= EXERCISE PROMPT =
Rewrite every line of the data below, starting with the line containing "Where can the gray" and going on through the end of the data. Shift each answer coordinate by adding 53 to both of its numbers, and leave all other lines as they are.

>> BEGIN TASK INPUT

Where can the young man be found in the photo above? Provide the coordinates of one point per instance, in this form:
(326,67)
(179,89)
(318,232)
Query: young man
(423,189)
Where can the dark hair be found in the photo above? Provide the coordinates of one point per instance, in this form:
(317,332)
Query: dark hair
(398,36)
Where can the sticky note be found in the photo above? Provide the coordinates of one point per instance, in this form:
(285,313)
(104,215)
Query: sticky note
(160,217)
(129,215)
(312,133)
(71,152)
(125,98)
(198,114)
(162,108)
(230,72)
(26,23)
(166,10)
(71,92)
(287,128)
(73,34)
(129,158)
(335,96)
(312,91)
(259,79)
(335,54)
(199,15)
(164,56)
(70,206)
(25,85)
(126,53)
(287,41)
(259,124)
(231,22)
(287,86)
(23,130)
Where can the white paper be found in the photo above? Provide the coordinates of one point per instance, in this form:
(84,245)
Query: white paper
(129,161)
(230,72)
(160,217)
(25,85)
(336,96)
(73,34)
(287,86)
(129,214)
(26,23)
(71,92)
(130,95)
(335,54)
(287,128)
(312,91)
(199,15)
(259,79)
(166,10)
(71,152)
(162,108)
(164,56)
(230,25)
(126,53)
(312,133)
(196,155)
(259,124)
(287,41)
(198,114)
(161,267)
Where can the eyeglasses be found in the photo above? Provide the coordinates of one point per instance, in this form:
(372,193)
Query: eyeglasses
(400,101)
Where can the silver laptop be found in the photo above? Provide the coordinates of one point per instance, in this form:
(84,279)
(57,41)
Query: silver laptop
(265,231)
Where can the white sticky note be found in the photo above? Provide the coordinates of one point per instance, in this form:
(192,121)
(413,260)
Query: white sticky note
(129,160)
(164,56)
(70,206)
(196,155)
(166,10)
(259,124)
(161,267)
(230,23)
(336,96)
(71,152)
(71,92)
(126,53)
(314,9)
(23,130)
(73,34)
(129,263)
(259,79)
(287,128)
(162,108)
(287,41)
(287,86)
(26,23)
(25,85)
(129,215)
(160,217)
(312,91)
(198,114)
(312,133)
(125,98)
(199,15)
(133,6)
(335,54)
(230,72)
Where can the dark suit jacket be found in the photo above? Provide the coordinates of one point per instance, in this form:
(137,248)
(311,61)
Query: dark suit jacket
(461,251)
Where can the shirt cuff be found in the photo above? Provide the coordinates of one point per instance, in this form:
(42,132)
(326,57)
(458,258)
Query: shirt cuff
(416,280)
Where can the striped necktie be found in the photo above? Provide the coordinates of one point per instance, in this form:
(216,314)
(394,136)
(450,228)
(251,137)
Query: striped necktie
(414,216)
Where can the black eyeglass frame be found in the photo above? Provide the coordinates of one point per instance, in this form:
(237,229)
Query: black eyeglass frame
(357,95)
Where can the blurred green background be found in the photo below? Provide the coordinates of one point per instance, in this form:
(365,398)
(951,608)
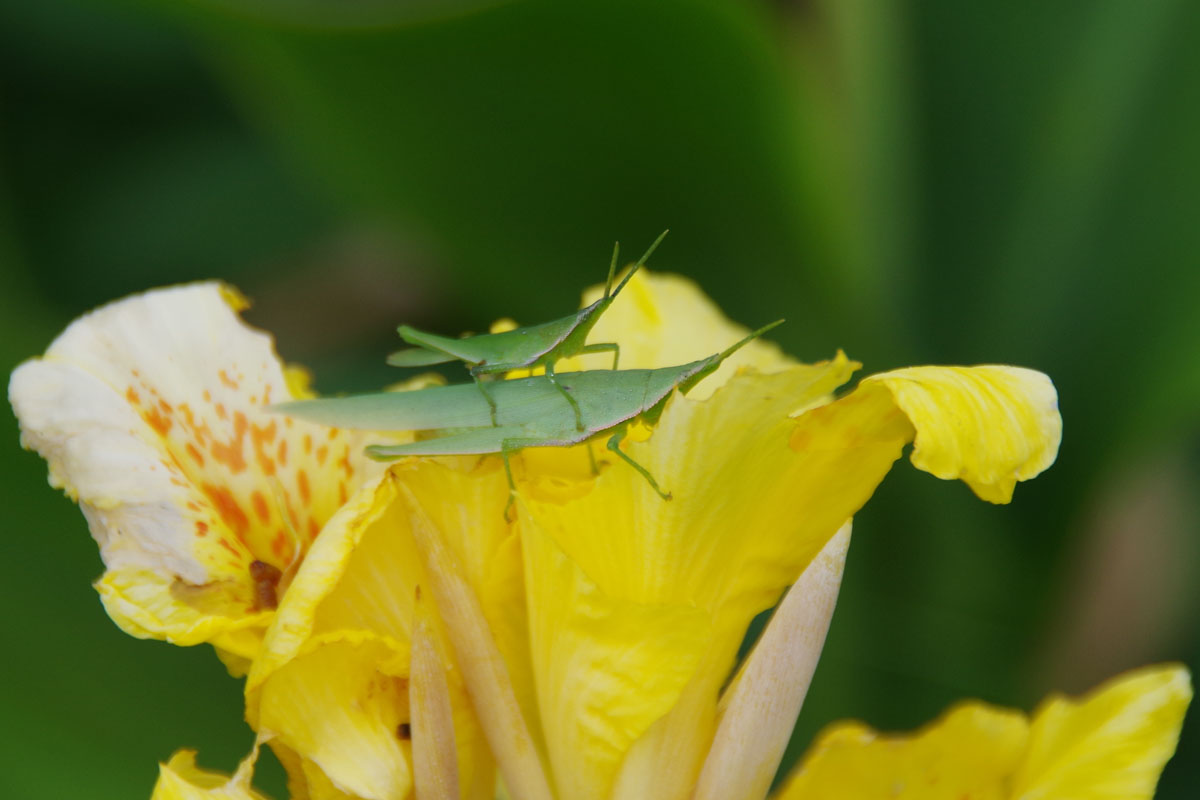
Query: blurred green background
(918,182)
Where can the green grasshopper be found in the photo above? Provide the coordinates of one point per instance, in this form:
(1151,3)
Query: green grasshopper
(529,413)
(523,348)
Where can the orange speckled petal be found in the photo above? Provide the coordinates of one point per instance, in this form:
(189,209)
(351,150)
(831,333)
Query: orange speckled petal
(151,413)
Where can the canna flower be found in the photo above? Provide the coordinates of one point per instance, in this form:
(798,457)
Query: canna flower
(423,644)
(151,415)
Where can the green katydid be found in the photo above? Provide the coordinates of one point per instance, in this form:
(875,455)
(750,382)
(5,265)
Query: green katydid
(523,348)
(528,411)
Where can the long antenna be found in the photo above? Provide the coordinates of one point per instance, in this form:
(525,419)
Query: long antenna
(730,350)
(612,269)
(640,263)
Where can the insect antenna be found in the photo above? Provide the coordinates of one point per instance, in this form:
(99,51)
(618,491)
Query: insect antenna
(640,263)
(612,269)
(733,348)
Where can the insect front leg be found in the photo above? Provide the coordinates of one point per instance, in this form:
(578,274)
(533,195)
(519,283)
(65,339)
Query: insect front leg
(487,395)
(615,445)
(575,405)
(509,446)
(605,347)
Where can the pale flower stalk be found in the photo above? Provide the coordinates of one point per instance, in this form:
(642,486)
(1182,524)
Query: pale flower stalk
(401,638)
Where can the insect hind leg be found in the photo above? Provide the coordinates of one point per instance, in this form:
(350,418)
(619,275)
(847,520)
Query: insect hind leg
(615,445)
(509,446)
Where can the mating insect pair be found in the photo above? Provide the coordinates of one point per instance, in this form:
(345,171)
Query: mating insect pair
(504,416)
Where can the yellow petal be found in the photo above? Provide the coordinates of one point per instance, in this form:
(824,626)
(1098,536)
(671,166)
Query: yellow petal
(1108,745)
(463,506)
(743,524)
(661,320)
(970,752)
(150,411)
(606,667)
(333,679)
(989,426)
(762,703)
(435,758)
(180,779)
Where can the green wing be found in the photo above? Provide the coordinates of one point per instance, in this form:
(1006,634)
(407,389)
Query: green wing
(521,347)
(460,405)
(468,443)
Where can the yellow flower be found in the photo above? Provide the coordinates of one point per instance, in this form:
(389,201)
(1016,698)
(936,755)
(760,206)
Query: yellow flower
(1110,744)
(150,413)
(424,644)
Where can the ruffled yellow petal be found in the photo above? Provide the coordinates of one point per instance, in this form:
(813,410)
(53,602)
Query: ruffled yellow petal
(455,512)
(661,320)
(739,529)
(989,426)
(760,707)
(150,411)
(1109,745)
(970,752)
(180,779)
(333,680)
(606,667)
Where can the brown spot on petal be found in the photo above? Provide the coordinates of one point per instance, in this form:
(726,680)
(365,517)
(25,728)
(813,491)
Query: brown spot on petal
(231,452)
(227,506)
(261,437)
(280,545)
(267,578)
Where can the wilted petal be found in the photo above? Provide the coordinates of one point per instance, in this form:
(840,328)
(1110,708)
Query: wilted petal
(1108,745)
(333,680)
(150,413)
(180,779)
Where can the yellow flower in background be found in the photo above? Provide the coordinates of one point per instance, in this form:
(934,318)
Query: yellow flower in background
(424,645)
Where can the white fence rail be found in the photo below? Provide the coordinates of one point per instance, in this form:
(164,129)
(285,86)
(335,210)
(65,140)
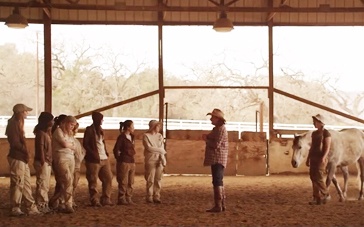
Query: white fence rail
(172,124)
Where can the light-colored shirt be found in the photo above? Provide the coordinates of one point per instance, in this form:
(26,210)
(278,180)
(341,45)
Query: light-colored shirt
(101,147)
(217,146)
(154,147)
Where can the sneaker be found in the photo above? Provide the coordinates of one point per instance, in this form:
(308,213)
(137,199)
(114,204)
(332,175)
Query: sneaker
(122,202)
(45,210)
(96,204)
(107,203)
(61,207)
(69,210)
(130,201)
(16,212)
(33,210)
(149,200)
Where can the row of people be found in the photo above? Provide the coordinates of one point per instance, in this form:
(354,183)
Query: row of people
(57,149)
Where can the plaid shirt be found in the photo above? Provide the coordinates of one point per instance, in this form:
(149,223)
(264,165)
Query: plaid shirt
(217,146)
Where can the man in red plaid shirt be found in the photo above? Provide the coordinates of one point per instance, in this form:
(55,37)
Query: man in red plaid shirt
(216,153)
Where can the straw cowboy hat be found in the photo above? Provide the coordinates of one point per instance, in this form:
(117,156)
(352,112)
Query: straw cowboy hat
(153,123)
(319,118)
(217,113)
(18,108)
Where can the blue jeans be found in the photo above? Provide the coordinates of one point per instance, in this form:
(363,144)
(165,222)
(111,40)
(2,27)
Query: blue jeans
(217,171)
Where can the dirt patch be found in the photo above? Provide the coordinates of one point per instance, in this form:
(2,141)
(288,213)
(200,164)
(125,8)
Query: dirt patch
(276,200)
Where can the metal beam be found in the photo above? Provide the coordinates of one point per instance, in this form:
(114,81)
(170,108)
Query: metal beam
(118,103)
(318,105)
(165,8)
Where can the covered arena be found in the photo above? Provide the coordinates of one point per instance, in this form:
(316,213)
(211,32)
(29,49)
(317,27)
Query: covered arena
(262,187)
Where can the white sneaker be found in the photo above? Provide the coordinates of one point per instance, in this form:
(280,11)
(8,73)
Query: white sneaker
(16,212)
(33,210)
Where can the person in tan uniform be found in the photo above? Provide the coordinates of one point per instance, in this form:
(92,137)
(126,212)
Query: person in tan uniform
(97,162)
(43,160)
(317,160)
(18,158)
(154,161)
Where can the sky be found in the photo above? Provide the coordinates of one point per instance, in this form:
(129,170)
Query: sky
(334,52)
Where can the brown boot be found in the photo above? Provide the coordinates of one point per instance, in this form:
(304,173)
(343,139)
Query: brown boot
(218,199)
(223,207)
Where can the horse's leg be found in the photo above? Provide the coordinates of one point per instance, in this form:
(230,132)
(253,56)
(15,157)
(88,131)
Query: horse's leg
(345,172)
(331,177)
(361,172)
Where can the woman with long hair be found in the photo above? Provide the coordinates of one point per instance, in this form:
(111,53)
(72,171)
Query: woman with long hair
(154,161)
(18,158)
(43,160)
(97,162)
(124,152)
(79,156)
(65,147)
(54,200)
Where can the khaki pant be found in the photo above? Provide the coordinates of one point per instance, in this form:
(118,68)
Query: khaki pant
(125,173)
(65,169)
(153,176)
(102,171)
(43,174)
(76,178)
(317,176)
(20,186)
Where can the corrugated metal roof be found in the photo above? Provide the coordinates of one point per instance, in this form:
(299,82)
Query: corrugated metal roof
(190,12)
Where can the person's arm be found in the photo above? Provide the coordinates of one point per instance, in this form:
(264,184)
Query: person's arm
(215,138)
(14,140)
(40,148)
(61,139)
(149,146)
(117,147)
(87,139)
(326,148)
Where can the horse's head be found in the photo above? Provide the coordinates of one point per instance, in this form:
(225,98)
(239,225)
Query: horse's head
(300,147)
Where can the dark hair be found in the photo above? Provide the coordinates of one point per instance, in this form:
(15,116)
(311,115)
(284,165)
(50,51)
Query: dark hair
(57,121)
(125,125)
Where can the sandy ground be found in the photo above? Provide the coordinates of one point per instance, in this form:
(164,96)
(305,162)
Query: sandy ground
(276,200)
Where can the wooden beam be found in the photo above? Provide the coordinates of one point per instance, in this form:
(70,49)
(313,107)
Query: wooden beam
(215,87)
(118,104)
(318,105)
(188,8)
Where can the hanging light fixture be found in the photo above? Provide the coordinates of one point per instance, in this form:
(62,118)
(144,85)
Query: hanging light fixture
(16,20)
(223,24)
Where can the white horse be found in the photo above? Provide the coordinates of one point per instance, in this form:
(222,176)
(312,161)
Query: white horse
(347,147)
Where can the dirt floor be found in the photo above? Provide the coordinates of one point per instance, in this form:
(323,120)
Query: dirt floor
(276,200)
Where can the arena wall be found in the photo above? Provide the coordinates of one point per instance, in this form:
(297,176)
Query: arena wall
(251,155)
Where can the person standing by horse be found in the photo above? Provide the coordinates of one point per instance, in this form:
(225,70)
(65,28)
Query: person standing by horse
(97,162)
(18,158)
(124,152)
(154,161)
(317,160)
(216,154)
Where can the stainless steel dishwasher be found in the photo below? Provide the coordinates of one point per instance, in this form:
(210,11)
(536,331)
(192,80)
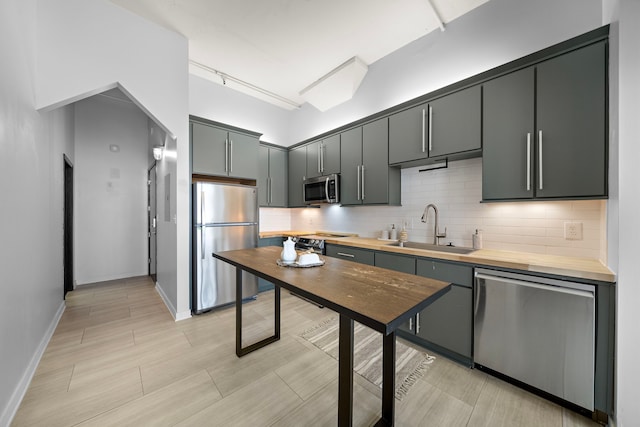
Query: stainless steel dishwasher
(538,331)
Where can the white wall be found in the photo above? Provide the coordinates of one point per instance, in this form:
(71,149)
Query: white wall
(86,46)
(110,190)
(624,230)
(31,186)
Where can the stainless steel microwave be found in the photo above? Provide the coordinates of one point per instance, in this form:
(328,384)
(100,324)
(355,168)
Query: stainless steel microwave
(322,189)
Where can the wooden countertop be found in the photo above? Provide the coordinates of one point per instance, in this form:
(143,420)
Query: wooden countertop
(574,267)
(379,298)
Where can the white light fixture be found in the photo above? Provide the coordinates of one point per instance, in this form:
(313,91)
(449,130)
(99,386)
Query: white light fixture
(337,86)
(157,152)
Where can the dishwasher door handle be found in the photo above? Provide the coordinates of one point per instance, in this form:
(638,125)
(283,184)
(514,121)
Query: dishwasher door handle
(552,288)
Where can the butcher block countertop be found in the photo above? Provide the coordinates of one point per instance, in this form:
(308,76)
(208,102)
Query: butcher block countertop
(579,268)
(572,267)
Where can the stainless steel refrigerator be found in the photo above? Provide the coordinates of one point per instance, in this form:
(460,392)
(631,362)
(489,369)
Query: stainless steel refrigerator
(225,217)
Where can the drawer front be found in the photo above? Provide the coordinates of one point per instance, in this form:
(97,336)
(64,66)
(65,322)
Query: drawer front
(362,256)
(401,263)
(452,273)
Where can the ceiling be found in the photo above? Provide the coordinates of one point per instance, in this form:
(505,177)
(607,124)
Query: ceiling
(275,49)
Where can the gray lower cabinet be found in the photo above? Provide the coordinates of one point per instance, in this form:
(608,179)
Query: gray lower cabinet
(544,129)
(297,174)
(446,325)
(323,157)
(363,256)
(221,152)
(365,175)
(272,182)
(440,128)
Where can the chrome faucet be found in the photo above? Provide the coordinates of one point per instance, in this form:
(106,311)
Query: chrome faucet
(436,232)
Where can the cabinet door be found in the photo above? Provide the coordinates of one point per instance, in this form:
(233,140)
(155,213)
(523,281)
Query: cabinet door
(407,135)
(351,160)
(381,184)
(209,154)
(330,149)
(455,123)
(447,322)
(363,256)
(571,114)
(263,176)
(278,178)
(508,136)
(243,156)
(297,173)
(313,159)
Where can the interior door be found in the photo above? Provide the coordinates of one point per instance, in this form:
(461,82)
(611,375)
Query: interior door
(153,221)
(68,226)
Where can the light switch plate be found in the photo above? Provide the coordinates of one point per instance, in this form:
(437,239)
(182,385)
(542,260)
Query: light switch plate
(573,231)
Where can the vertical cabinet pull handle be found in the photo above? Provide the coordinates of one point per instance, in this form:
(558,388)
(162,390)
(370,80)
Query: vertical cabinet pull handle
(529,161)
(540,157)
(423,129)
(226,155)
(362,172)
(359,192)
(430,129)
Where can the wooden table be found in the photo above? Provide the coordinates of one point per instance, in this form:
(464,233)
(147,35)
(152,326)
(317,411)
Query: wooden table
(378,298)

>> END TASK INPUT

= RESPONSE TO THE TASK =
Where can the gray lower cabinet be found in the photo above? Provide the coordinates of one point per instance, in this form:
(608,179)
Query: gray lower cabinet
(597,182)
(350,227)
(499,378)
(376,210)
(416,309)
(274,205)
(418,228)
(325,235)
(493,181)
Where can the chrome faucet be found in the photo above? Provide the coordinates of one point per instance, in this form:
(106,311)
Query: chrome faucet
(489,285)
Where can the cabinet door be found in the photo above? Provide the coordinates of one point per instance, in this form:
(233,140)
(155,213)
(523,281)
Query: cabinet door
(460,188)
(404,213)
(434,237)
(262,207)
(383,202)
(508,176)
(500,375)
(416,309)
(624,167)
(316,229)
(331,231)
(561,189)
(296,209)
(350,226)
(366,212)
Where can the interior door be found in the photo above? Provide the coordinates of one point per instance, in this form:
(461,82)
(611,375)
Query: interior door
(206,274)
(121,279)
Where can the light switch plate be found in the photo above? Provide the coordinates of one point per instance, in this form:
(437,239)
(182,385)
(542,260)
Query: light switch plate
(626,284)
Where can the vertical cabinet pull handle be found in the photo above? Provide the coordinates of one point per instance, in this form:
(558,388)
(162,390)
(370,80)
Query: vertical cabinet pull handle
(582,214)
(593,210)
(476,182)
(279,208)
(415,225)
(412,245)
(483,182)
Where can the wooden table be found in the photo above? Provide the coordinates of one point per instance, in this form:
(464,233)
(147,35)
(152,326)
(317,411)
Query: wooden table
(431,351)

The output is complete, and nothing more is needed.